• [Problem details]
Please give the listing again, word for word, with nothing left out.

• [Position identification records]
╭──

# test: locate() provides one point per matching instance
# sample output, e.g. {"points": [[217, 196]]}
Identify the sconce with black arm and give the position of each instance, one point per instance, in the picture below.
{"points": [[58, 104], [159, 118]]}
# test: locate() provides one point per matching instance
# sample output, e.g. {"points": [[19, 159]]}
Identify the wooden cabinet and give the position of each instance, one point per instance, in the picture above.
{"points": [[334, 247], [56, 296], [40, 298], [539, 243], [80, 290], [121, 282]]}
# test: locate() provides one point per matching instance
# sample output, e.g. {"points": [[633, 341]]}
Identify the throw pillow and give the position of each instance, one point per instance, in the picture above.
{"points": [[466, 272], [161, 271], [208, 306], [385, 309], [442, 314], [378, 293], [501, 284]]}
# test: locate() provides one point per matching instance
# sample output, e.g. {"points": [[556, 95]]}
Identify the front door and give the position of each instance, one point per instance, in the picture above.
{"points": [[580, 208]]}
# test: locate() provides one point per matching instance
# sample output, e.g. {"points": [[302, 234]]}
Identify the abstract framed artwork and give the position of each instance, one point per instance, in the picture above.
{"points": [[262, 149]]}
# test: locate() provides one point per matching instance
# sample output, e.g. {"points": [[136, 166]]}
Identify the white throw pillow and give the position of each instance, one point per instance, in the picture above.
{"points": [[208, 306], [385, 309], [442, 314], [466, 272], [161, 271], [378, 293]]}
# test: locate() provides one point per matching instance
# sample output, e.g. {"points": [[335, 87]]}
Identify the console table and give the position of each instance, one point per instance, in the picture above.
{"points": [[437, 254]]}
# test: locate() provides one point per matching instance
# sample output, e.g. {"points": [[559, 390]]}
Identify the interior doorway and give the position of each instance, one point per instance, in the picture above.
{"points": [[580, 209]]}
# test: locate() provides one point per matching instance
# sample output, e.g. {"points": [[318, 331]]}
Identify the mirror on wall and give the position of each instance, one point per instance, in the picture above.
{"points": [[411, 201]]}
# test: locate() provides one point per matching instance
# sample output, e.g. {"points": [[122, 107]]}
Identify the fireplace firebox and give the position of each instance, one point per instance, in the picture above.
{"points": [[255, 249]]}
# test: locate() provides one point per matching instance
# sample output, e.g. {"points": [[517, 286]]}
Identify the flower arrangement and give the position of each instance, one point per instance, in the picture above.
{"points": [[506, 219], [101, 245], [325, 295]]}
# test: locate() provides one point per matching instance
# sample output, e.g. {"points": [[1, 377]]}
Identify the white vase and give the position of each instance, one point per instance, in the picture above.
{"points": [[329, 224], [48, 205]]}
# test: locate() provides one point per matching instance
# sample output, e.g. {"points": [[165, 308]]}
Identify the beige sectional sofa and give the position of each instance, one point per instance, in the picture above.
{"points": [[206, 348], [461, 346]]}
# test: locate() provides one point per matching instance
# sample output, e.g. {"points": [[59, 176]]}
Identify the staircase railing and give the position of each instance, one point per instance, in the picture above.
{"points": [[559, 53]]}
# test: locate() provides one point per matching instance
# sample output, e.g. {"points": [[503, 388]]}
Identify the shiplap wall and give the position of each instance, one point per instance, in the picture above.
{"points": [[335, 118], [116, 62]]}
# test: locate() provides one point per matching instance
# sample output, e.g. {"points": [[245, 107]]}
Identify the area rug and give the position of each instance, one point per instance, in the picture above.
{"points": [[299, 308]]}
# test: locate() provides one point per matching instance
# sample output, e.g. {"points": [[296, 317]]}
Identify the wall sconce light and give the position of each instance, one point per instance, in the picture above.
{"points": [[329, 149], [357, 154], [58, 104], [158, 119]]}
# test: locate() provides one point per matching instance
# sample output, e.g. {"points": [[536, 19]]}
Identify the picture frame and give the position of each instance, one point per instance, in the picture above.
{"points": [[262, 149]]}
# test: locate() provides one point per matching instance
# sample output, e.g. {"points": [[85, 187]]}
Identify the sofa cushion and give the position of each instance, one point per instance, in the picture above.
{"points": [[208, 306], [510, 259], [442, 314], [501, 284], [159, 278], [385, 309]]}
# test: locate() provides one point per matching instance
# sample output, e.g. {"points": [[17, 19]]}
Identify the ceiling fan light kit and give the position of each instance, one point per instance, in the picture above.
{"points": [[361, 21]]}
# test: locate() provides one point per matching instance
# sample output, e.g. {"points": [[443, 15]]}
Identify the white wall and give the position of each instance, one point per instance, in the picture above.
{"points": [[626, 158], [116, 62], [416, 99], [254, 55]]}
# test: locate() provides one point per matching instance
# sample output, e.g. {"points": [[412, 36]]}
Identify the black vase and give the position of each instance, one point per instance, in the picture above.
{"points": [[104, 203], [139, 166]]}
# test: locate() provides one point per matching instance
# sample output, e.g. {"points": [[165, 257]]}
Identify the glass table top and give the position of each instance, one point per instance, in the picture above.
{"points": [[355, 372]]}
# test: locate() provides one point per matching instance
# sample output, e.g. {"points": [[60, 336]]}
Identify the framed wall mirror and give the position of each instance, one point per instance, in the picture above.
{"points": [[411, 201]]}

╰──

• [Output of the task]
# test: locate() provides one point per matching instance
# sample output, e.g. {"points": [[217, 196]]}
Identify the sconce with black arm and give the position of each instance, one point per instance, in the picture below.
{"points": [[58, 104], [159, 118]]}
# test: locate() provides one point per matching instance
# sample output, e.g. {"points": [[19, 159]]}
Identify the wooden cabinet and give the position of each instance, one point per instance, in the picture above.
{"points": [[334, 247], [56, 296], [40, 298], [539, 243], [80, 290], [121, 282]]}
# test: locate() provides one point per matching instance
# sample output, e.g. {"points": [[633, 341]]}
Identify the throw pillow and give the position of each instance, one point per instance, in the picture above.
{"points": [[466, 272], [161, 271], [208, 306], [385, 309], [442, 314], [378, 293], [501, 284]]}
# test: locate() provides one point per matching instance
# sample output, e.g. {"points": [[556, 95]]}
Identify the front door and give the position of each instance, one point per instance, in the picture above.
{"points": [[580, 208]]}
# test: locate() provides one point per matching instance
# sample output, e.g. {"points": [[302, 234]]}
Identify the abstract framed artwork and give the position of each instance, one point per instance, in the picture above.
{"points": [[262, 149]]}
# test: locate() provides one point per matching instance
# sample output, e.g. {"points": [[136, 166]]}
Identify the white throw pillow and give the position of each instance, one point per instance, in the picture above.
{"points": [[208, 306], [385, 309], [442, 314], [466, 272], [161, 271], [378, 293]]}
# test: locate() provides one point per matching instance
# sample output, e.g. {"points": [[335, 87]]}
Identify the console table and give the position of each instance, one point per instance, in the picture above.
{"points": [[437, 254]]}
# test: locate() provides one point per matching instance
# sample output, e.g. {"points": [[559, 390]]}
Identify the interior doorway and give the position of each instance, one point per instance, in the picture above.
{"points": [[580, 209]]}
# test: locate() provides one point per matching instance
# sample output, e.g. {"points": [[318, 331]]}
Identify the mirror on wall and give the position of each instance, one point per instance, in the picture above.
{"points": [[411, 201]]}
# test: locate() provides one point per matching instance
# sample output, e.g. {"points": [[122, 107]]}
Identify the fireplace firebox and give the position of each instance, one point per instance, in the picture above.
{"points": [[255, 249]]}
# test: locate() provides one point per matching instance
# sample output, e.g. {"points": [[517, 286]]}
Identify the flower arrangement and give the position of each instance, one point per instance, in the picture above.
{"points": [[506, 219], [101, 245], [325, 295]]}
# test: locate() provides one point per matching instance
# sample output, e.g. {"points": [[1, 377]]}
Identify the white vase and give the position of each instance, one point per instance, in the picture above.
{"points": [[329, 224], [48, 205]]}
# test: locate() provides one point per matching instance
# sample output, e.g. {"points": [[165, 308]]}
Identify the beige sectional sofa and give the position of each instance, one point per instance, in the picture above.
{"points": [[206, 348], [461, 346]]}
# test: locate() provides one point per matching instance
# sample output, e.g. {"points": [[59, 176]]}
Identify the staircase railing and give the position of each instance, one point per instance, in the picture above.
{"points": [[559, 53]]}
# test: locate() provides one point per matching instance
# sample output, e.g. {"points": [[503, 388]]}
Identify the shiplap wall and give the position of each instance, one point per instance, in the picture above.
{"points": [[335, 118], [116, 62]]}
# test: locate() provides one point per matching instance
# sample output, e.g. {"points": [[245, 107]]}
Identify the area rug and give the position of each instance, one point per instance, in the picture above.
{"points": [[299, 308]]}
# test: locate() provides one point per matching instance
# sample output, e.g. {"points": [[296, 317]]}
Identify the wall sconce light and give the position of each instance, one point per instance, in the picture above.
{"points": [[329, 149], [357, 154], [58, 104], [158, 119]]}
# test: locate() provides one point per matching instance
# sample output, e.g. {"points": [[536, 19]]}
Identify the picture frame and give the position of each instance, one point per instance, in the picture above.
{"points": [[262, 149]]}
# test: locate() provides one point per matching instance
# sample output, e.g. {"points": [[85, 187]]}
Identify the sofa cushion and give the position of each instance, one point per instance, in the picture above.
{"points": [[208, 306], [510, 259], [442, 314], [501, 284], [159, 278], [385, 309]]}
# test: locate() provides one point per matching instance
# sample output, e.g. {"points": [[17, 19]]}
Identify the ceiling fan light kit and give the position of each instance, one point per instance, in the picture above.
{"points": [[361, 21]]}
# test: locate() provides one point per matching instance
# sample output, e.g. {"points": [[443, 15]]}
Identify the white wall and give the position of each instance, one point per instance, in the picture above.
{"points": [[626, 158], [116, 62], [416, 99], [254, 55]]}
# test: locate() provides one point per matching instance
# sample output, e.g. {"points": [[412, 36]]}
Identify the black vase and give the position of each instance, one point per instance, in the picture above.
{"points": [[104, 203], [139, 166]]}
# test: locate() provides one point per matching instance
# sample output, e.g. {"points": [[165, 257]]}
Identify the glass table top and give the position of each instance, one point per instance, in the picture above.
{"points": [[355, 372]]}
# test: locate() provides one point per matching instance
# sample output, e.g. {"points": [[60, 336]]}
Identify the framed wall mirror and give the position of each instance, one point per instance, in the picture above.
{"points": [[411, 201]]}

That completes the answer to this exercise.